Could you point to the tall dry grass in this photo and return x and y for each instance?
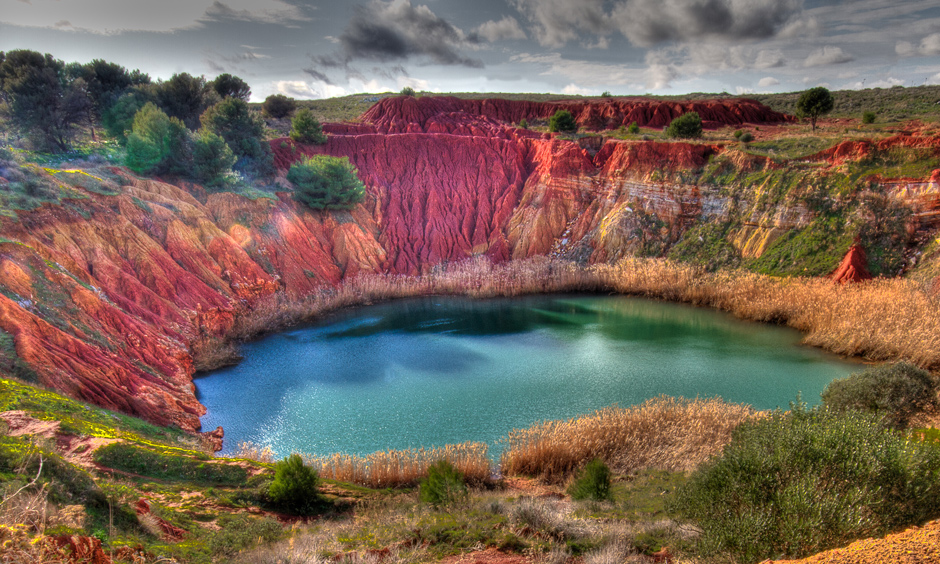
(663, 433)
(399, 468)
(882, 319)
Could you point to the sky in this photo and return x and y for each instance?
(319, 49)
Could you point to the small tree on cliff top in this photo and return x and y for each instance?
(686, 126)
(563, 122)
(325, 182)
(306, 129)
(814, 103)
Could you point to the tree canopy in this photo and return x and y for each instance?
(814, 103)
(230, 86)
(325, 182)
(40, 100)
(563, 122)
(278, 106)
(686, 126)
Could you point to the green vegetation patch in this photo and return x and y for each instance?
(81, 419)
(804, 481)
(815, 250)
(168, 467)
(707, 244)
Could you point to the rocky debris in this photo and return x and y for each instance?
(410, 114)
(853, 268)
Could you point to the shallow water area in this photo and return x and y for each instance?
(443, 370)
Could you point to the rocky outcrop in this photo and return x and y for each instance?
(407, 113)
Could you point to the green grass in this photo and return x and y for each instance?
(82, 419)
(168, 467)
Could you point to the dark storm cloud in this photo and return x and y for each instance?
(397, 30)
(649, 22)
(317, 75)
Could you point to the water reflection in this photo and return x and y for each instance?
(442, 370)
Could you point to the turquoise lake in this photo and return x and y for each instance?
(441, 370)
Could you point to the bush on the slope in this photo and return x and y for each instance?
(295, 486)
(897, 392)
(801, 482)
(443, 486)
(592, 483)
(686, 126)
(562, 122)
(306, 129)
(325, 182)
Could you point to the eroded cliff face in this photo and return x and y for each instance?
(104, 297)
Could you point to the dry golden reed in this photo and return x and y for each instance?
(663, 433)
(398, 468)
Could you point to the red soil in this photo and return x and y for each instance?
(406, 113)
(853, 268)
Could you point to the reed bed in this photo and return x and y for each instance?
(401, 468)
(664, 433)
(882, 319)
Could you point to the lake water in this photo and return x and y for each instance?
(435, 371)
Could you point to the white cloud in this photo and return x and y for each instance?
(930, 45)
(574, 89)
(506, 28)
(117, 16)
(904, 49)
(827, 55)
(769, 59)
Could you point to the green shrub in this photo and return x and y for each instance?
(801, 482)
(686, 126)
(592, 483)
(212, 158)
(158, 144)
(295, 486)
(306, 129)
(443, 486)
(324, 182)
(168, 467)
(278, 106)
(897, 392)
(562, 122)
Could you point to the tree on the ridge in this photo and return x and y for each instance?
(306, 129)
(563, 122)
(184, 97)
(230, 86)
(243, 132)
(40, 100)
(325, 182)
(158, 144)
(686, 126)
(814, 103)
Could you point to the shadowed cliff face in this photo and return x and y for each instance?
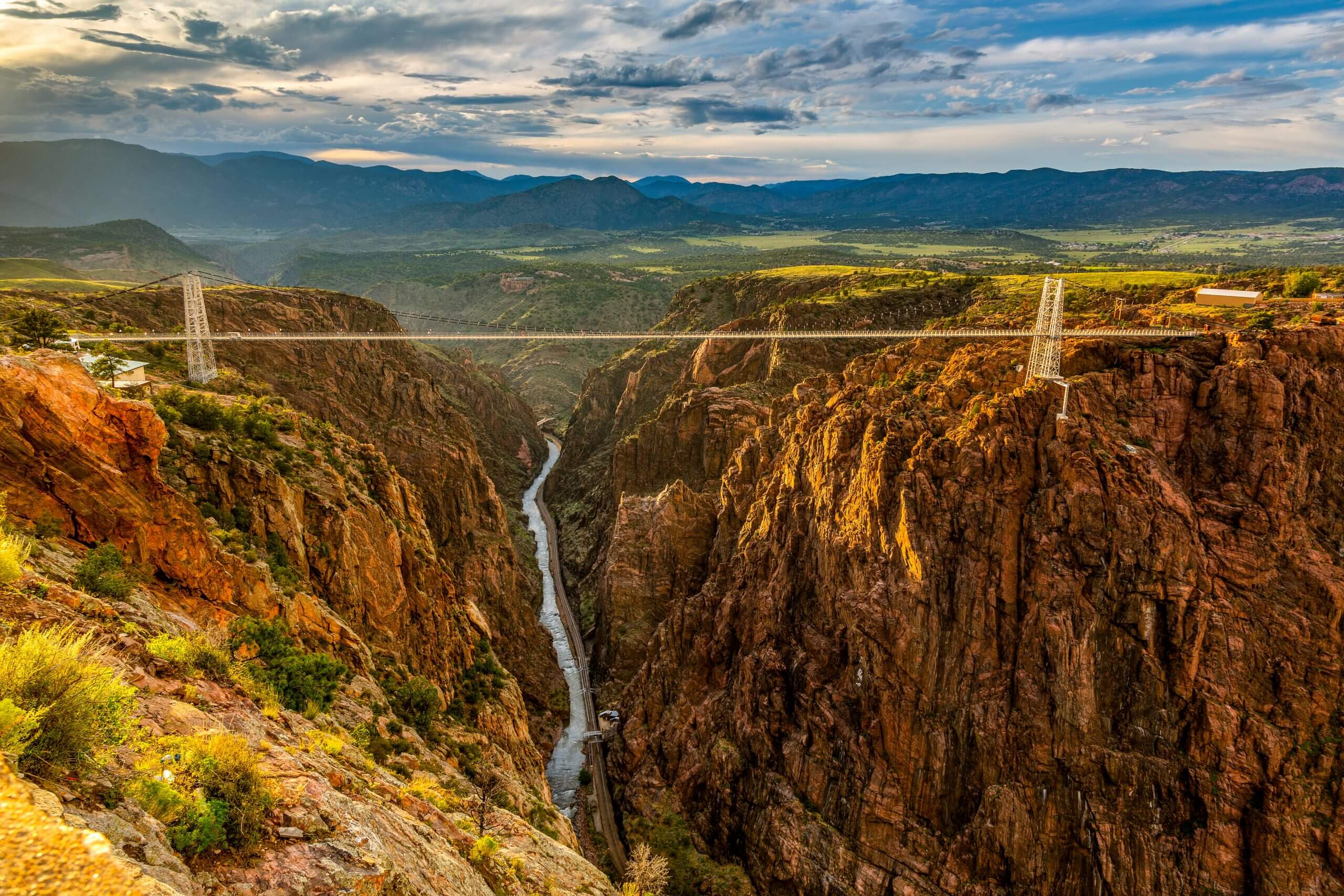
(947, 644)
(366, 585)
(915, 636)
(449, 428)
====
Quote exactly, and nothing besides, the lines from the one with "Could you point to the turquoise" through the end of the records above; include both ends and omit the pictures.

Could you point to the turquoise lake in this photo and return x and y for each instance?
(441, 370)
Could you point to the bush on the slope in this photo and return x and y for each instance?
(295, 486)
(897, 392)
(801, 482)
(443, 486)
(592, 483)
(686, 126)
(562, 122)
(306, 129)
(325, 182)
Could you point to the eroded cliff face in this photo and return x and y for each instance?
(104, 297)
Could you point to the dry golden reed in this photo and return x and y for each instance?
(663, 433)
(398, 468)
Could you point to the red soil in this photo and return x and y for each instance?
(406, 113)
(853, 268)
Could you point to the reed bed in this photo and return x and y for each instance?
(401, 468)
(664, 433)
(882, 319)
Could you point to the lake water in this photo and return x and y for each instance?
(435, 371)
Could you point to the white cloud in this photo and return x and y for each instance?
(930, 45)
(574, 89)
(506, 28)
(117, 16)
(904, 49)
(827, 55)
(769, 59)
Could you point to the green shrub in this photo and return x and y for each instance?
(801, 482)
(686, 126)
(592, 483)
(212, 158)
(158, 144)
(295, 486)
(306, 129)
(443, 486)
(324, 182)
(168, 467)
(278, 106)
(897, 392)
(562, 122)
Could you point to the tree on the ridge in this photo and return x and y for each instance?
(306, 129)
(563, 122)
(184, 97)
(230, 86)
(243, 132)
(40, 100)
(325, 182)
(158, 144)
(686, 126)
(814, 103)
Could you point to the shadowed cliff face in this photo and return x and y for each instance?
(947, 644)
(366, 585)
(915, 636)
(449, 428)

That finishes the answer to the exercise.